What is required — The listing must be reproduced in full, exactly as it stands.

Records provided —

-- Opening Marker --

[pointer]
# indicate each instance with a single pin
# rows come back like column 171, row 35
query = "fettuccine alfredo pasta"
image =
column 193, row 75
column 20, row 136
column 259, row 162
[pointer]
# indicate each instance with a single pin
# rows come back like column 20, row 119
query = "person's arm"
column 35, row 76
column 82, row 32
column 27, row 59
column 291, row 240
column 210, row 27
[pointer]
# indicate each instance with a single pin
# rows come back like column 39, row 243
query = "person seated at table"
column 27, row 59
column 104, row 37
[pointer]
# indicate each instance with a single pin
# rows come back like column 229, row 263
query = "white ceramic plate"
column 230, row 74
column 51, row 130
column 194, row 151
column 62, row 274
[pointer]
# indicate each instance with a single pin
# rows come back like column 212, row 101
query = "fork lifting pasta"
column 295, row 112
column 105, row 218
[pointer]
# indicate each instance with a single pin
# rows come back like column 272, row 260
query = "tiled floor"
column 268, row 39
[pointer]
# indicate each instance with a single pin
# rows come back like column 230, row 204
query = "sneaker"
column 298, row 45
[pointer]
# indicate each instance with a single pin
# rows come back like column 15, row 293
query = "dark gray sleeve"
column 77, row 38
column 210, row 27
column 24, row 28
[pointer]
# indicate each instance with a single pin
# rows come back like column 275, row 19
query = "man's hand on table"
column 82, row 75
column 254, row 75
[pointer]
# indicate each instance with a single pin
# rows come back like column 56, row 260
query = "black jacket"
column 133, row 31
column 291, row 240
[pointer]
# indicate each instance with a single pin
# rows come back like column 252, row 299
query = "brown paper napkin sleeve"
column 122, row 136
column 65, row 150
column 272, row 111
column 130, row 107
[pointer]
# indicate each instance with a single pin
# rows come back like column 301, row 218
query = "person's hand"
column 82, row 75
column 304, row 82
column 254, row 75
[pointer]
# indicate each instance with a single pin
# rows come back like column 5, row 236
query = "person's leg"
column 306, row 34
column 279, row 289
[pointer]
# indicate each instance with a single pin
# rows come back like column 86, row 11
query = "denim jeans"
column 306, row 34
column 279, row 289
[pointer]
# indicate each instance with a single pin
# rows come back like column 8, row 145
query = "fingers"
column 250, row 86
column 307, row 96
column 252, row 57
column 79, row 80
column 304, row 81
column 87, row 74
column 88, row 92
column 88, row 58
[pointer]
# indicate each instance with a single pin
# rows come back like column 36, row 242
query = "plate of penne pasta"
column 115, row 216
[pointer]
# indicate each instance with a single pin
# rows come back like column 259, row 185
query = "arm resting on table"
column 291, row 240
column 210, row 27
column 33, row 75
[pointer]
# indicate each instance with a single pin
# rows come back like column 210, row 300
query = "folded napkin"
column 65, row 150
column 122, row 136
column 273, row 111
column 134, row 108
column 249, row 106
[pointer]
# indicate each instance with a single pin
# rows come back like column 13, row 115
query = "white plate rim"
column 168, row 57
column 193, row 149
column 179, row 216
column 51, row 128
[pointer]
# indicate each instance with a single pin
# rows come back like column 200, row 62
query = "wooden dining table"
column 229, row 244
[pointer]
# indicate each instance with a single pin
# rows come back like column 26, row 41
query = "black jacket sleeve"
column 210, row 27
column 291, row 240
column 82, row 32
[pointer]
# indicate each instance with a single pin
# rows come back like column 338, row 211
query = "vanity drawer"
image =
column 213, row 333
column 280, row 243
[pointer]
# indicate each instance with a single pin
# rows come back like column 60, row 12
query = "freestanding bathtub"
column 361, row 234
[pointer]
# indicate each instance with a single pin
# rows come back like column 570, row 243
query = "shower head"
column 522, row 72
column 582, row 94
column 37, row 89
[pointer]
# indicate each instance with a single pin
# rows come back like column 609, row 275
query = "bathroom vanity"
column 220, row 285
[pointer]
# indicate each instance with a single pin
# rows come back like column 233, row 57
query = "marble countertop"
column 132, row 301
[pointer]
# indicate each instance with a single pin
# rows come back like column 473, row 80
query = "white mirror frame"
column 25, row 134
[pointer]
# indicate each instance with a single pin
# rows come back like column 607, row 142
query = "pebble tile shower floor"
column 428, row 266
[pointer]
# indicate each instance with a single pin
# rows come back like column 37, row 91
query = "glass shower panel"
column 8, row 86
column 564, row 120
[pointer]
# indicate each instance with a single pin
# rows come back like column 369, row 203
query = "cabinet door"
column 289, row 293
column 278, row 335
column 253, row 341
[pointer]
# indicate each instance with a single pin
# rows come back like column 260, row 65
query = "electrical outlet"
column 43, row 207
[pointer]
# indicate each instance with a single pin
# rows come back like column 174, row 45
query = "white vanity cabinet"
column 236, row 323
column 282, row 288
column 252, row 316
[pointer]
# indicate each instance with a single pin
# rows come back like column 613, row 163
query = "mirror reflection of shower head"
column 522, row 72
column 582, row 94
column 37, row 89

-- Closing Marker --

Answer section —
[pointer]
# indicate each instance with a single pin
# rows come back like column 171, row 35
query = "fettuccine alfredo pasta"
image =
column 193, row 75
column 20, row 136
column 259, row 162
[pointer]
# indicate each instance with a single pin
# rows come back like column 20, row 119
query = "person's arm"
column 35, row 76
column 82, row 32
column 27, row 59
column 291, row 240
column 210, row 27
[pointer]
# indicate each instance with a single pin
# rows come back like column 39, row 243
query = "person seated at table"
column 27, row 59
column 104, row 37
[pointer]
# indicate each instance with a single pin
# rows come back like column 229, row 263
query = "white ceramic plate"
column 230, row 74
column 51, row 130
column 194, row 151
column 62, row 274
[pointer]
# indicate each instance with a single pin
# rows come back like column 212, row 101
query = "fork lifting pasta"
column 295, row 112
column 105, row 218
[pointer]
# indicate each instance with a single pin
# rows come back like column 272, row 260
query = "tiled floor"
column 268, row 39
[pointer]
# indicate each instance with a single pin
# rows come back like column 230, row 204
query = "sneaker"
column 298, row 45
[pointer]
# indicate each instance with a single pin
# rows come back like column 15, row 293
query = "dark gray sleeve"
column 77, row 38
column 210, row 27
column 24, row 28
[pointer]
# indicate each instance with a single pin
# rows come back like column 275, row 19
query = "man's hand on table"
column 82, row 75
column 254, row 75
[pointer]
# indicate each instance with a single pin
# rows come back like column 56, row 260
query = "black jacket"
column 133, row 31
column 291, row 240
[pointer]
# indicate each instance with a single pin
# rows come back like column 252, row 299
query = "brown paper napkin sleeve"
column 122, row 136
column 65, row 150
column 272, row 111
column 130, row 107
[pointer]
# indicate each instance with a single pin
# rows come back like column 301, row 218
query = "person's hand"
column 82, row 75
column 304, row 82
column 254, row 75
[pointer]
# indicate each instance with a single pin
# rows come back like column 5, row 236
query = "person's leg"
column 306, row 34
column 279, row 289
[pointer]
# indicate each instance with a single pin
# rows come back like column 86, row 11
query = "denim jeans"
column 306, row 34
column 279, row 289
[pointer]
# indicate each instance with a single pin
# rows come back like column 8, row 145
query = "fingers"
column 250, row 86
column 307, row 96
column 252, row 57
column 79, row 80
column 304, row 81
column 87, row 74
column 88, row 92
column 88, row 58
[pointer]
# indicate each instance with a single pin
# rows come back like column 36, row 242
query = "plate of penne pasta"
column 115, row 216
[pointer]
# indicate each instance with a single pin
# rows come back like column 259, row 185
query = "arm resting on table"
column 291, row 240
column 210, row 27
column 33, row 75
[pointer]
# indicate each instance with a single pin
# rows come back like column 210, row 300
query = "folded napkin"
column 65, row 150
column 122, row 136
column 273, row 111
column 134, row 108
column 249, row 106
[pointer]
# indicate each instance with a single pin
# rows come back like column 13, row 115
query = "white plate rim"
column 168, row 57
column 193, row 149
column 179, row 216
column 51, row 128
[pointer]
# indicate each instance with a single pin
# rows come back like column 200, row 62
query = "wooden dining table"
column 229, row 244
[pointer]
# indicate each instance with a single pin
# rows come back like column 26, row 41
query = "black jacket sleeve"
column 210, row 27
column 291, row 240
column 82, row 32
[pointer]
# indicate each instance with a single pin
# rows come back like column 338, row 211
query = "vanity drawer"
image =
column 213, row 333
column 280, row 243
[pointer]
# indicate each instance with a single pin
# rows come back like column 60, row 12
query = "freestanding bathtub"
column 361, row 234
[pointer]
# indicate each instance with a single pin
# rows come back like column 570, row 243
query = "shower head"
column 522, row 72
column 582, row 94
column 37, row 89
[pointer]
# indicate each instance with a single pin
# rows come back like column 609, row 275
query = "bathroom vanity"
column 220, row 285
[pointer]
# indicate each instance with a single pin
# rows come back like column 233, row 57
query = "marble countertop"
column 132, row 301
[pointer]
# indicate each instance with a single pin
# rows come back like column 473, row 80
query = "white mirror frame"
column 25, row 134
[pointer]
# indicate each instance with a single pin
# rows come back like column 607, row 142
query = "pebble tile shower floor"
column 428, row 266
[pointer]
# indicate each instance with a single pin
# rows come back like column 37, row 91
query = "glass shower panel"
column 8, row 86
column 564, row 120
[pointer]
# indicate each instance with a single pin
# rows come back like column 369, row 203
query = "cabinet door"
column 289, row 293
column 278, row 335
column 253, row 341
[pointer]
# indicate each instance with a single pin
# rows come back like column 260, row 65
query = "electrical outlet"
column 43, row 207
[pointer]
# indicate each instance with a single pin
# rows come back like column 174, row 45
query = "white vanity cabinet"
column 236, row 323
column 282, row 288
column 252, row 316
[pointer]
# indicate each instance with a single pin
# rows come back like column 613, row 163
query = "mirror reflection of shower head"
column 522, row 72
column 582, row 94
column 37, row 89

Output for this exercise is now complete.